== CHALLENGE ==
Reproduce the listing below word for word, line by line.

== RECORDS FOR THE TASK ==
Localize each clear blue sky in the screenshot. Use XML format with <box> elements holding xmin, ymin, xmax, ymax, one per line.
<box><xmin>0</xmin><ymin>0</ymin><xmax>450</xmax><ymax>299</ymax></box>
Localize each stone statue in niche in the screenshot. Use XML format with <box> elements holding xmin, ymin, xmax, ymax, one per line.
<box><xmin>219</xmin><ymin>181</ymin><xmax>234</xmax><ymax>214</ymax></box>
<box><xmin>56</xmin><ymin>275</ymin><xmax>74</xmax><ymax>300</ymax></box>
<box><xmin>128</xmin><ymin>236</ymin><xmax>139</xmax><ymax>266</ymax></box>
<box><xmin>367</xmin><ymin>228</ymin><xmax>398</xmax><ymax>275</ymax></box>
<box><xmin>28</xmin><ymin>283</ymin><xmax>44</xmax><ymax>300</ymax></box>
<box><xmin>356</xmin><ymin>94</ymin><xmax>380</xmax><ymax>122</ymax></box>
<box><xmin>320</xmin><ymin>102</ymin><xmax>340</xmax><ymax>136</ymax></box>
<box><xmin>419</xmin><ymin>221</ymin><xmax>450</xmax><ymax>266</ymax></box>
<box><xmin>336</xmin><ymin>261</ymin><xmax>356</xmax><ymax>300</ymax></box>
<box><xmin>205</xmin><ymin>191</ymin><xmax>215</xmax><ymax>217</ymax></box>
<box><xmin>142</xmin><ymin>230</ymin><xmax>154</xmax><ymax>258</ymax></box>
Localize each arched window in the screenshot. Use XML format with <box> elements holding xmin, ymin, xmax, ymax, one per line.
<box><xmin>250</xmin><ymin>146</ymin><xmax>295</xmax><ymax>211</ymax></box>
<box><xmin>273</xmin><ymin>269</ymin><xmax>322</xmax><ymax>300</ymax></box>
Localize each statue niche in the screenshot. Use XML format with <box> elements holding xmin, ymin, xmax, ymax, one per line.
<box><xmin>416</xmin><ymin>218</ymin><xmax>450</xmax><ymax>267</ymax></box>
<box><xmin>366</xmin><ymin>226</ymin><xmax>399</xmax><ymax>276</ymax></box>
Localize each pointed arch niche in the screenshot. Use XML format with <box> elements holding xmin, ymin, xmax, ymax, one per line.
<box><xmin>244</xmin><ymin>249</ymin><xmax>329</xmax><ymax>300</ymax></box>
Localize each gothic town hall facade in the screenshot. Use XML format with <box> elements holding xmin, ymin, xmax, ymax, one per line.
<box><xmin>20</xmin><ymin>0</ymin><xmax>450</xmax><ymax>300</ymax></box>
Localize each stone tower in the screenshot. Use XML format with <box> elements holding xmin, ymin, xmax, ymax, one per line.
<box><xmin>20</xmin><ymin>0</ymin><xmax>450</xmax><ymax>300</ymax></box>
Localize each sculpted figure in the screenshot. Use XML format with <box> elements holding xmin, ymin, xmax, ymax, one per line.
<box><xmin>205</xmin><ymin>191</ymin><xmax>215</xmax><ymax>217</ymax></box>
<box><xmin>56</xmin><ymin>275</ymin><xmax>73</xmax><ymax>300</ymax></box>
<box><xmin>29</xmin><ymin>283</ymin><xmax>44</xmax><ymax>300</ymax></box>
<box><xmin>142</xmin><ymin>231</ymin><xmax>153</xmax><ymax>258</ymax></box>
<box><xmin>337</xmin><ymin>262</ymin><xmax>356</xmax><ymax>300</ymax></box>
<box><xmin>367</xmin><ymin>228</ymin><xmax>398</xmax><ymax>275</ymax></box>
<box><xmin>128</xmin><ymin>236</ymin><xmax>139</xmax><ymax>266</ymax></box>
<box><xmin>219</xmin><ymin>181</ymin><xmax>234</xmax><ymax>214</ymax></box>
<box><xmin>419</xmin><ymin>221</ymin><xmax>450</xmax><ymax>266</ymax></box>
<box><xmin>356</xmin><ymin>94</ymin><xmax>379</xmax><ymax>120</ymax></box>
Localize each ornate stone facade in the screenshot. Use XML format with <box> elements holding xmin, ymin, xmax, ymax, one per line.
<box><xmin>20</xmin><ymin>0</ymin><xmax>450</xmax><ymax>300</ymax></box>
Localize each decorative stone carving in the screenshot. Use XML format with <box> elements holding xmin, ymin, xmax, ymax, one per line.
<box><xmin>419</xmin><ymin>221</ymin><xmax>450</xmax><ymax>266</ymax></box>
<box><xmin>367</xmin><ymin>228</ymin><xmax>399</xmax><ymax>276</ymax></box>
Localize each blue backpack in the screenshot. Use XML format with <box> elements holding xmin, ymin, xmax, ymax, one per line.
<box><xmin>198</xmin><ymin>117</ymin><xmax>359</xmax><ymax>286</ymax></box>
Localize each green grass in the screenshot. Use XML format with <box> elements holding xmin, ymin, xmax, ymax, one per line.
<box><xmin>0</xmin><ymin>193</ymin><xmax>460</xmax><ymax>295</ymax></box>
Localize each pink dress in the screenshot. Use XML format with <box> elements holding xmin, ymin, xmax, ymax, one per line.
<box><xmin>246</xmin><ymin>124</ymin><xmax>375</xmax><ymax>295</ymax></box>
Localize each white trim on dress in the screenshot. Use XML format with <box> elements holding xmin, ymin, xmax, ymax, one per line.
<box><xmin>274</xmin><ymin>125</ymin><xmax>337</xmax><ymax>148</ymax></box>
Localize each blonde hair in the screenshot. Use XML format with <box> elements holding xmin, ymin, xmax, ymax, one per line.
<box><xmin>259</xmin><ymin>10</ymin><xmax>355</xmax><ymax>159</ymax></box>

== TASK OUTPUT ==
Localize each clear blue sky in the screenshot. Use XML format with <box> elements holding xmin, ymin, xmax, ymax, one per line.
<box><xmin>0</xmin><ymin>0</ymin><xmax>450</xmax><ymax>299</ymax></box>
Localize each stone statue in niche in the screenshot. Use XML format with <box> elements holding xmin, ymin, xmax, ymax, one per line.
<box><xmin>219</xmin><ymin>181</ymin><xmax>234</xmax><ymax>214</ymax></box>
<box><xmin>56</xmin><ymin>275</ymin><xmax>74</xmax><ymax>300</ymax></box>
<box><xmin>128</xmin><ymin>236</ymin><xmax>139</xmax><ymax>266</ymax></box>
<box><xmin>367</xmin><ymin>228</ymin><xmax>398</xmax><ymax>275</ymax></box>
<box><xmin>28</xmin><ymin>283</ymin><xmax>44</xmax><ymax>300</ymax></box>
<box><xmin>356</xmin><ymin>94</ymin><xmax>380</xmax><ymax>122</ymax></box>
<box><xmin>320</xmin><ymin>102</ymin><xmax>340</xmax><ymax>136</ymax></box>
<box><xmin>419</xmin><ymin>221</ymin><xmax>450</xmax><ymax>266</ymax></box>
<box><xmin>336</xmin><ymin>261</ymin><xmax>356</xmax><ymax>300</ymax></box>
<box><xmin>205</xmin><ymin>191</ymin><xmax>215</xmax><ymax>217</ymax></box>
<box><xmin>142</xmin><ymin>230</ymin><xmax>154</xmax><ymax>258</ymax></box>
Localize each arched window in the screenshot. Use XML format with <box> elements holding xmin, ymin, xmax, ymax, one per line.
<box><xmin>250</xmin><ymin>146</ymin><xmax>295</xmax><ymax>211</ymax></box>
<box><xmin>273</xmin><ymin>269</ymin><xmax>322</xmax><ymax>300</ymax></box>
Localize each statue niche in the screenshot. Use XML format with <box> elements holding xmin, ymin, xmax, ymax, one per line.
<box><xmin>416</xmin><ymin>218</ymin><xmax>450</xmax><ymax>267</ymax></box>
<box><xmin>366</xmin><ymin>226</ymin><xmax>399</xmax><ymax>276</ymax></box>
Localize each pointed arch niche in the screenshot. Use XML format with <box> elements holding xmin, ymin, xmax, ymax, one per line.
<box><xmin>244</xmin><ymin>249</ymin><xmax>329</xmax><ymax>300</ymax></box>
Localize each gothic town hall facade in the screenshot. Use XML format with <box> elements holding xmin, ymin, xmax, ymax, one per line.
<box><xmin>20</xmin><ymin>0</ymin><xmax>450</xmax><ymax>300</ymax></box>
Localize each stone tower in the screenshot. Use XML format with <box> elements holding xmin, ymin, xmax, ymax, one per line.
<box><xmin>20</xmin><ymin>0</ymin><xmax>450</xmax><ymax>300</ymax></box>
Localize each sculpted figure in the screenshot. Use XML format with <box> elements holding xmin, ymin, xmax, ymax, one per line.
<box><xmin>205</xmin><ymin>191</ymin><xmax>215</xmax><ymax>217</ymax></box>
<box><xmin>56</xmin><ymin>275</ymin><xmax>73</xmax><ymax>300</ymax></box>
<box><xmin>29</xmin><ymin>283</ymin><xmax>44</xmax><ymax>300</ymax></box>
<box><xmin>142</xmin><ymin>231</ymin><xmax>153</xmax><ymax>258</ymax></box>
<box><xmin>337</xmin><ymin>262</ymin><xmax>356</xmax><ymax>300</ymax></box>
<box><xmin>367</xmin><ymin>228</ymin><xmax>398</xmax><ymax>275</ymax></box>
<box><xmin>128</xmin><ymin>236</ymin><xmax>139</xmax><ymax>266</ymax></box>
<box><xmin>219</xmin><ymin>181</ymin><xmax>234</xmax><ymax>214</ymax></box>
<box><xmin>419</xmin><ymin>221</ymin><xmax>450</xmax><ymax>266</ymax></box>
<box><xmin>356</xmin><ymin>94</ymin><xmax>379</xmax><ymax>120</ymax></box>
Localize each ornate stone facade in the screenshot. Use XML format with <box> elements holding xmin, ymin, xmax, ymax, one per line.
<box><xmin>20</xmin><ymin>0</ymin><xmax>450</xmax><ymax>300</ymax></box>
Localize each decorative stone carving in the screenshot. Use XML format with <box> elements holding xmin, ymin, xmax, ymax, one per line.
<box><xmin>419</xmin><ymin>221</ymin><xmax>450</xmax><ymax>266</ymax></box>
<box><xmin>367</xmin><ymin>228</ymin><xmax>399</xmax><ymax>276</ymax></box>
Localize each blue backpack in the screenshot. Use XML format with <box> elements holding xmin, ymin, xmax, ymax, one per line.
<box><xmin>198</xmin><ymin>117</ymin><xmax>359</xmax><ymax>286</ymax></box>
Localize each green grass in the screenshot. Use XML format with <box> elements holding xmin, ymin, xmax, ymax, one per line.
<box><xmin>0</xmin><ymin>193</ymin><xmax>460</xmax><ymax>295</ymax></box>
Localize each pink dress in the screenshot. Use XML format with <box> elements holding xmin, ymin, xmax, ymax, one per line.
<box><xmin>246</xmin><ymin>124</ymin><xmax>375</xmax><ymax>295</ymax></box>
Localize each white trim on dress in the screenshot. Use XML format with <box> elements holding xmin, ymin, xmax, ymax, one per line.
<box><xmin>274</xmin><ymin>125</ymin><xmax>337</xmax><ymax>148</ymax></box>
Localize each blonde hair in the screenshot. Use XML format with <box> elements holding xmin, ymin, xmax, ymax, one per line.
<box><xmin>259</xmin><ymin>10</ymin><xmax>355</xmax><ymax>159</ymax></box>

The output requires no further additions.